> _TASK DESCRIPTION_
Only one stretch of the data below should be repeated: the lines from the line containing "for every instance of the office" through the line containing "for every instance of the white office", inclusive, exactly as they are.

> _WORKING DATA_
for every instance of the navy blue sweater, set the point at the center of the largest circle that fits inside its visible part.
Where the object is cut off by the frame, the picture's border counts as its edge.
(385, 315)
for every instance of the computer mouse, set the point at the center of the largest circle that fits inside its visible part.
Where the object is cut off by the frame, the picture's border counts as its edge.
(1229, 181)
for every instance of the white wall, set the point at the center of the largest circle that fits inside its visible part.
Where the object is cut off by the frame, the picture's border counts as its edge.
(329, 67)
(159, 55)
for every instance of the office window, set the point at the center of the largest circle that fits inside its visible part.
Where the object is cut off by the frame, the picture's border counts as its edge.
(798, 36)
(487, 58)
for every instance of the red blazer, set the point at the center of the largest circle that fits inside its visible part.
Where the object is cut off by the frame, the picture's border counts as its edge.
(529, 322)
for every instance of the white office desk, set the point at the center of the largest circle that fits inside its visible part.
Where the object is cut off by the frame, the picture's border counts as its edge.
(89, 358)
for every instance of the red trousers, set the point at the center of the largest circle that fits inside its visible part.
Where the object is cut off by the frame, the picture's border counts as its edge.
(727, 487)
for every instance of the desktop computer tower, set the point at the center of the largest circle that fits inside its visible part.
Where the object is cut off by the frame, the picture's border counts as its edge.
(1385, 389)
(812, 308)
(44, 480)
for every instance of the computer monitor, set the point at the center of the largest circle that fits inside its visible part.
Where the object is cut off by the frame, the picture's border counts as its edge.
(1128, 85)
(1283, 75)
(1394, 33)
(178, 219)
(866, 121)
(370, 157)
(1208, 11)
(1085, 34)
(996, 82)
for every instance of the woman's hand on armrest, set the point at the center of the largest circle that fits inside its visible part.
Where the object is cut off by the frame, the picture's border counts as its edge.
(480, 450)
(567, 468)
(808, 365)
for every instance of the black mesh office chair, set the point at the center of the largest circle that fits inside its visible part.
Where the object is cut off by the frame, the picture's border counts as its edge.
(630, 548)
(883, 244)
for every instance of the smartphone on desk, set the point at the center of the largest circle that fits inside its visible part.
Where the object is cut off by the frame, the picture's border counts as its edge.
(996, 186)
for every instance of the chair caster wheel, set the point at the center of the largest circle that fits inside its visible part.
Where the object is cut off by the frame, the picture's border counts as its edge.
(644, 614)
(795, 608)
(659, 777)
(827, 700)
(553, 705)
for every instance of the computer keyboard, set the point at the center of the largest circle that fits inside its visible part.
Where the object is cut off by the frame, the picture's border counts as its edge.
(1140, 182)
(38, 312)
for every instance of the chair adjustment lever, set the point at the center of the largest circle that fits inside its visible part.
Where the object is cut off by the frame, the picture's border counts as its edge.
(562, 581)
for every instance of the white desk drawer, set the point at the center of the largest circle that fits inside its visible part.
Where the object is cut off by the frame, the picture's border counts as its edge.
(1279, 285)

--

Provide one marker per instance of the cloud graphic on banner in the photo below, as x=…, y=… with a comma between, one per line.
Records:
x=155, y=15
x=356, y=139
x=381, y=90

==

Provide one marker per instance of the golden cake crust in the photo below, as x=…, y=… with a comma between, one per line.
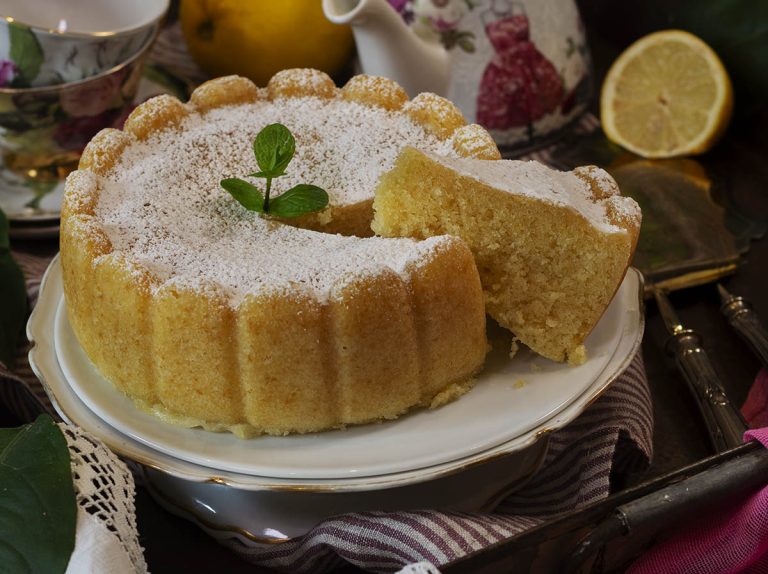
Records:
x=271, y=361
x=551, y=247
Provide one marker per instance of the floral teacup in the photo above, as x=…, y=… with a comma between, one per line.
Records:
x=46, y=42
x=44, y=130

> _SOLUTION FOR THIS PROBLEM_
for every instance of the office window, set the point at the center of the largest circle that fits inside its visible part.
Where the object is cut off by the frame, the picture's border counts as its edge.
(798, 36)
(487, 58)
for every instance of the red blazer, set the point at the center of the largest circle that fits inside its visible part.
Where the object is cut off by the frame, the picture's border counts as its edge.
(529, 322)
for every instance of the white office desk, set the point at the center of the largest circle that fits inside its visible part.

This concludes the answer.